• [Text shown]
···
Colten Brewer’s Injury Latest in Series of Misfortunes During Trash Season

Leave it to a guy named Brewer to do something so dumb you’d think he was drunk. After being pulled from Saturday’s fiasco, Colten Brewer fractured his left hand when he punched the dugout wall in frustration. Whether it was simply giving up three runs on two hits and as many walks while retiring just two of the eight batters he faced in the process or the combined weight of the team’s suckitude, Brewer was all of us in that moment. Of course, he may have also cost himself a job.

The Cubs aren’t typically quick to put players on the standard IL, so placing Brewer immediately on the 60-day IL seems to indicate his time with the organization may only last another two months. Unless they’re in such dire straights when he’s eligible to come off, the Cubs could just DFA Brewer rather than parting with someone who didn’t injure themselves stupidly. Come to think of it, breaking his hand might have been a really good idea because at least he gets to keep collecting service time and an MLB paycheck.

Whatever happens with Brewer one way or the other, the Cubs should be playing out the string on a lost season after Jed Hoyer sells off what he can. Between bad luck and dumb choices, the pitching staff has been decimated by injuries and the offense isn’t nearly strong enough as a unit to overcome that adversity. Hell, it wouldn’t matter if everyone stayed healthy and they had multiple Cy Young contenders in the rotation.

All you can do at this point is throw up your hands — preferably not near a wall — and laugh about it. Just as cathartic as crying or yelling and won’t make anyone around you question your sanity. Except, yeah, they’re already doing that if you actively choose to watch the Cubs this year.

Brewer was only in the game so early because Kyle Hendricks departed after just two innings due to low back tightness that first popped up a day earlier. Definitely a good idea for a guy with no margin for error to go out there feeling like he did.

“It’s just a random thing,” Hendricks told Sahadev Sharma and other reporters after the game. “It just sucks with the timing. I’ve had it probably four, five times in my life. It was a spasm (Friday) where it just locks up my low back and it’s super tight. I thought 24 hours, get on it with heat and everything and it’d get better. Woke up this morning still super tight.”

The Professor went on to say he thinks the issue will clear up in two or three days, keeping him on track to pitch in St. Louis next weekend. Not that the Cubs have many other choices, with Ben Brown and Jordan Wicks still on the shelf until after the All-Star break. They may get good news on Javier Assad, whose forearm extensor strain was mild enough that he may be activated to face the Cardinals, though next Saturday’s doubleheader presents a bigger issue.

Even if Assad is still stretched out enough to handle his normal workload, we’re talking about a guy who hasn’t completed six innings since May 15. That lack of efficiency isn’t ideal when trying to cover 18 innings in a day, particularly with Hendricks’ status up in the air and a bullpen that hasn’t exactly been steady this season. Craig Counsell is going to need to pull all the right levers if he doesn’t get another complete game or two over the next few games.
···
• [Record list]
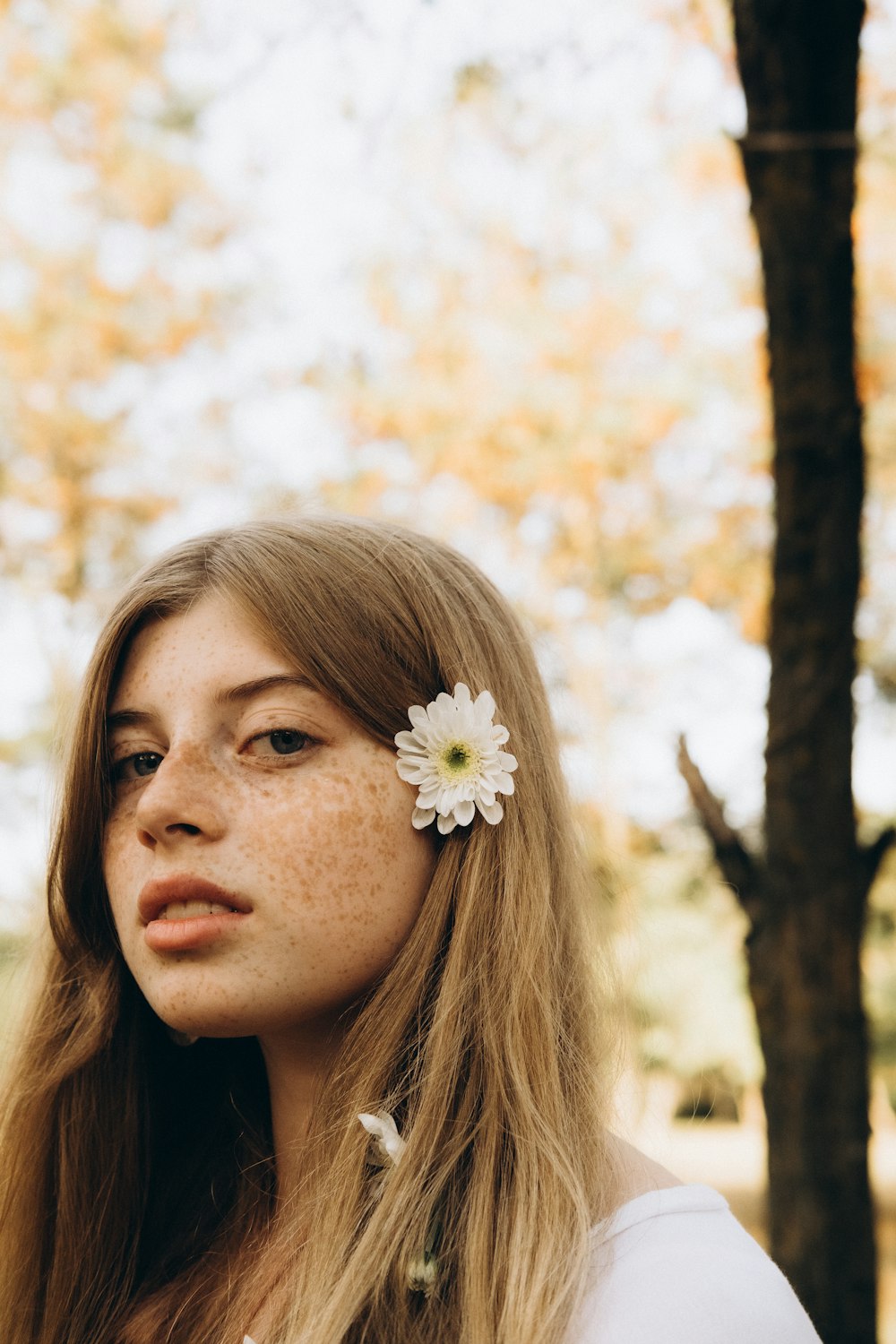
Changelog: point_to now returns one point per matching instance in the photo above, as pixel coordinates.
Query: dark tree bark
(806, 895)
···
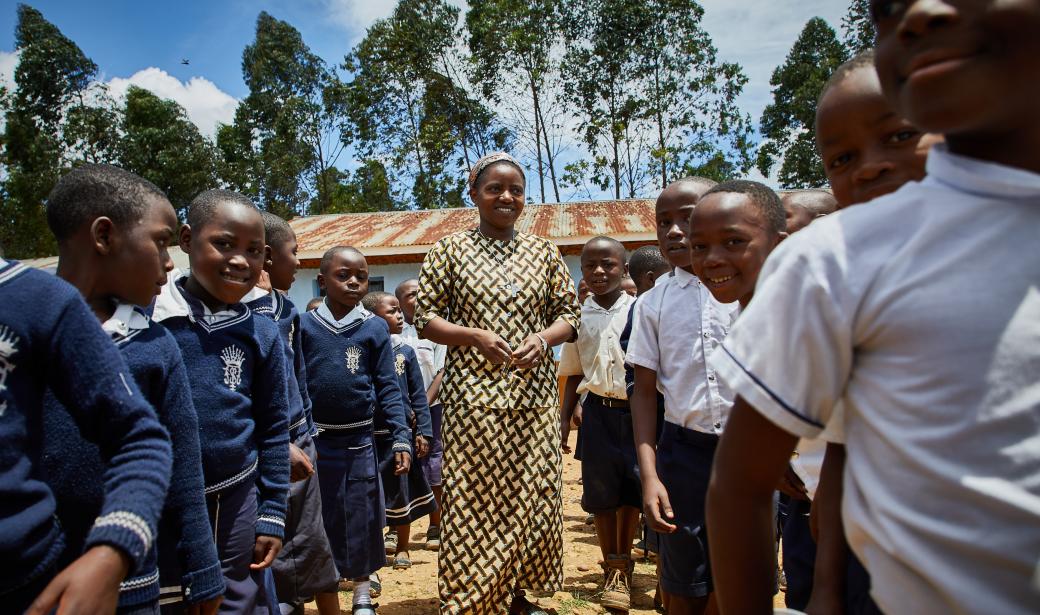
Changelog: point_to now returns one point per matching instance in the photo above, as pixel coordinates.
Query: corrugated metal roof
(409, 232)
···
• [Exercise objective] How did Colten Brewer fracture his left hand, according to the article? Please answer in one sentence. The items come from a different source than the article.

• [Solution] He punched the dugout wall in frustration after being pulled from Saturday's game.